Edit the records so that every "fern frond" becomes "fern leaf" and nothing else changes. Reproduce all of them without the pictures.

:: INPUT

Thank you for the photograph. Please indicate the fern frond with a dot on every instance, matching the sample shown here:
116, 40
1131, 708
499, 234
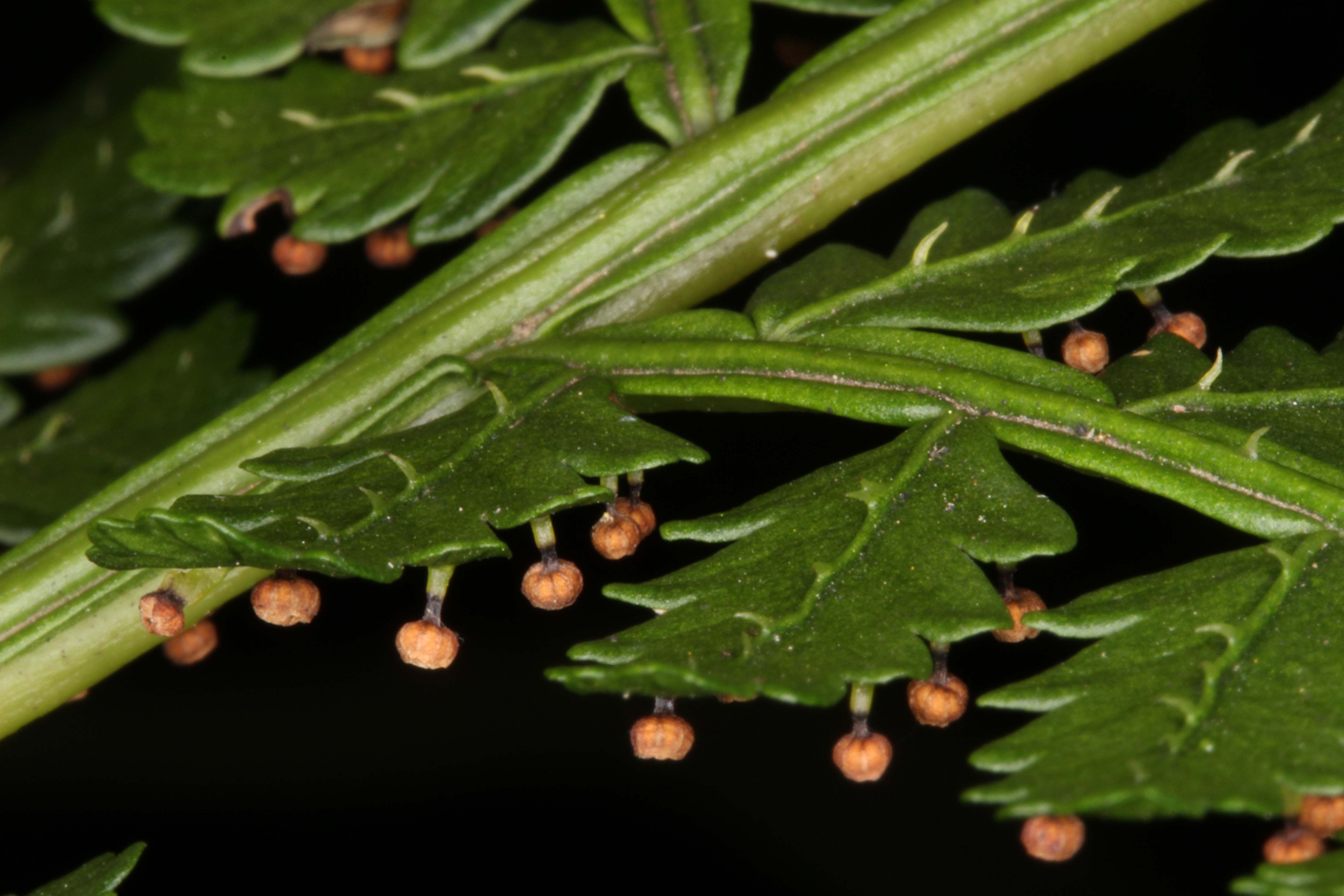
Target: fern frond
837, 578
353, 154
56, 459
425, 496
967, 264
1217, 686
703, 45
77, 232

::::

#### OUTPUT BELOW:
Thank you for the photograph. Please indicate the fern leaf with a dot on every instance, matching the sample shown here:
116, 40
1131, 708
499, 234
Target: fern leaf
837, 578
353, 154
56, 459
425, 496
967, 264
1217, 686
703, 45
77, 232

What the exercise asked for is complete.